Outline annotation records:
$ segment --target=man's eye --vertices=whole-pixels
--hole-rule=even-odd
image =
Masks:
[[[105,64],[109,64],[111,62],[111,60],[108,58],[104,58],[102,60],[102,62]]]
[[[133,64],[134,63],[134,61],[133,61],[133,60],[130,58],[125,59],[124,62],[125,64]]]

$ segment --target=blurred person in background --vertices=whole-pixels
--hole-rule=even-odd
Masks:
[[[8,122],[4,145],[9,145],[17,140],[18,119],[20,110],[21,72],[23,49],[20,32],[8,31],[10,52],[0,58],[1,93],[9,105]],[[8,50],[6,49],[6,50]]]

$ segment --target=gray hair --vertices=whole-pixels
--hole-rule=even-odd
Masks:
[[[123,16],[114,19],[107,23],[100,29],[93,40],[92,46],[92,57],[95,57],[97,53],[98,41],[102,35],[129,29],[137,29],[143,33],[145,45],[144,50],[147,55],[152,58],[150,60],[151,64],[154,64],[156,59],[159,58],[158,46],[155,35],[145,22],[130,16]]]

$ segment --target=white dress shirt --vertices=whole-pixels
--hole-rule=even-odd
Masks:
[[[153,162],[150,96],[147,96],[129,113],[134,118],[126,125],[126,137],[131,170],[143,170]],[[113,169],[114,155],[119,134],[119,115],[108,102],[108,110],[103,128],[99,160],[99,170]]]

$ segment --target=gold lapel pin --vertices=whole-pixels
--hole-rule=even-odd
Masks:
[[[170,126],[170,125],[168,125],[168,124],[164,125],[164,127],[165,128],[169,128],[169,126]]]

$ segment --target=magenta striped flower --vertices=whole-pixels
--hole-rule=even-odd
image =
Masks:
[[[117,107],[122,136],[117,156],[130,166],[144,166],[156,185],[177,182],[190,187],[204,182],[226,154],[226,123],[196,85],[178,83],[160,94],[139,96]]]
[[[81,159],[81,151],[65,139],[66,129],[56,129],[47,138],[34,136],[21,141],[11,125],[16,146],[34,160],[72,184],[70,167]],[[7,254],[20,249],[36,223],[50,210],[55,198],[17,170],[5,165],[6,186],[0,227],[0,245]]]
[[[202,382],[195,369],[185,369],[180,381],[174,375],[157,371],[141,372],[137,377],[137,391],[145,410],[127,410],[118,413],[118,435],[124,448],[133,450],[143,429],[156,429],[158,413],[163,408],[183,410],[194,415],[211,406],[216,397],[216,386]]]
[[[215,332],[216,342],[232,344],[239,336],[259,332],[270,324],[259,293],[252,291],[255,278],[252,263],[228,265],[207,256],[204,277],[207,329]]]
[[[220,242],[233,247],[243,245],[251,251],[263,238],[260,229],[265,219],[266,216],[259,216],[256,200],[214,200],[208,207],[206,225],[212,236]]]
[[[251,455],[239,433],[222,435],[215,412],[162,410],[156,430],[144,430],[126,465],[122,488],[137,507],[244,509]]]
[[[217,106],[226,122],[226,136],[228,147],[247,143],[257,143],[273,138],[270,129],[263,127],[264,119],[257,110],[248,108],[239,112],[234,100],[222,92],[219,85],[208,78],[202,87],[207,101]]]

**Written task**
Your task is to reproduce the whole listing exactly.

**Output below**
$ segment --target=man's eye --vertices=whole-pixels
--hole-rule=even-odd
image =
Masks:
[[[105,64],[109,64],[111,62],[111,60],[108,58],[104,58],[102,60],[102,62]]]
[[[133,64],[134,63],[134,61],[133,61],[133,60],[130,58],[125,59],[124,62],[125,64]]]

$ segment --target=blurred person in background --vertices=whole-pixels
--hole-rule=even-odd
Masks:
[[[8,122],[4,145],[9,145],[17,140],[18,119],[20,110],[21,72],[23,49],[20,32],[8,31],[10,52],[0,58],[1,93],[9,105]],[[8,50],[6,49],[6,50]]]

$ segment --target=gray hair --vertices=whole-pixels
--hole-rule=even-odd
Masks:
[[[123,16],[114,19],[107,23],[100,29],[93,40],[92,46],[92,57],[95,57],[97,53],[98,41],[102,35],[129,29],[137,29],[143,33],[145,45],[144,50],[147,55],[152,58],[150,60],[151,64],[154,64],[156,59],[159,58],[158,46],[155,35],[145,22],[130,16]]]

$ segment --target=white dress shirt --vertices=whole-pixels
--hole-rule=even-odd
Masks:
[[[153,162],[150,96],[147,96],[129,113],[134,118],[126,125],[126,137],[131,170],[143,170]],[[113,169],[114,155],[119,134],[119,115],[108,102],[108,110],[103,128],[99,160],[99,170]]]

$ segment --target=gold lapel pin --vertices=whole-pixels
--hole-rule=even-odd
Masks:
[[[170,126],[170,125],[168,125],[168,124],[164,125],[164,127],[165,128],[169,128],[169,126]]]

$ segment --target=magenta striped flower --vertices=whole-pixels
--hole-rule=even-odd
image =
Masks:
[[[117,107],[122,136],[117,156],[130,166],[144,166],[156,185],[177,182],[190,187],[204,182],[226,154],[226,123],[196,85],[178,83],[160,94],[139,96]]]
[[[81,159],[81,151],[65,139],[66,129],[56,129],[47,138],[34,136],[21,141],[11,125],[16,146],[34,160],[72,184],[70,167]],[[7,254],[20,249],[36,223],[50,210],[55,198],[17,170],[5,165],[6,186],[0,227],[0,245]]]
[[[202,382],[195,369],[185,369],[180,381],[174,375],[157,371],[141,372],[137,377],[137,391],[145,410],[127,410],[118,413],[118,435],[124,448],[133,450],[143,429],[156,429],[158,413],[163,408],[183,410],[194,415],[211,406],[216,397],[216,386]]]
[[[215,332],[216,342],[232,344],[239,336],[259,332],[270,324],[259,293],[252,291],[255,278],[252,263],[228,265],[207,256],[204,277],[207,329]]]
[[[220,242],[233,247],[243,245],[251,251],[263,238],[260,229],[265,219],[266,216],[259,216],[256,200],[214,200],[208,207],[206,225],[212,236]]]
[[[251,455],[239,433],[222,435],[215,412],[162,410],[156,430],[144,430],[126,465],[122,488],[137,507],[244,509]]]
[[[217,106],[226,122],[226,136],[228,147],[247,143],[257,143],[273,138],[270,129],[263,127],[264,119],[257,110],[248,108],[239,112],[234,100],[222,92],[219,85],[208,78],[202,87],[207,101]]]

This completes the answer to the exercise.